## Start Listed records

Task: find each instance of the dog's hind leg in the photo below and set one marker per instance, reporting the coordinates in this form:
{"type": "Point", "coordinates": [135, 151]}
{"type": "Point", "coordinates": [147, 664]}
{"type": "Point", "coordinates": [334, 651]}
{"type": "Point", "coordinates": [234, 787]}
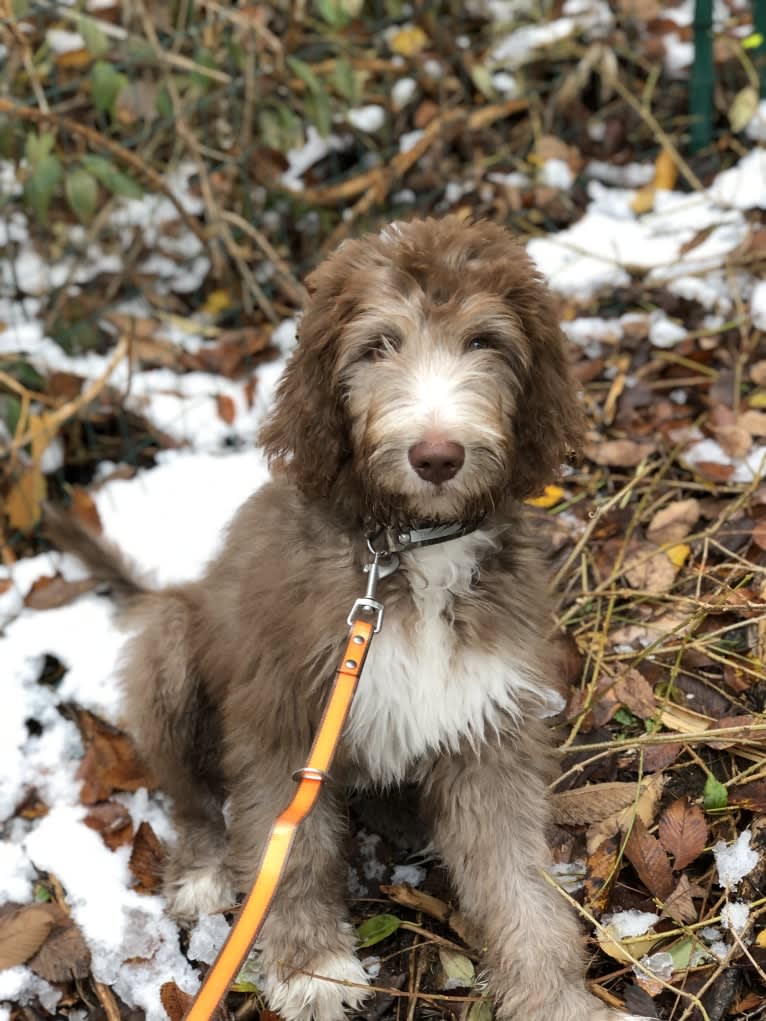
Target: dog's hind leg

## End Listed records

■ Task to complete
Output every line of the records above as a numbered list with no blank lines, and leave the pictures out.

■ Final result
1. Task: find each instance of the dog's hind leg in the photo below and set one marker per instance, reporting the coordinates in this form:
2. {"type": "Point", "coordinates": [135, 151]}
3. {"type": "Point", "coordinates": [147, 664]}
4. {"type": "Point", "coordinates": [334, 651]}
5. {"type": "Point", "coordinates": [234, 787]}
6. Target: dog's hind leg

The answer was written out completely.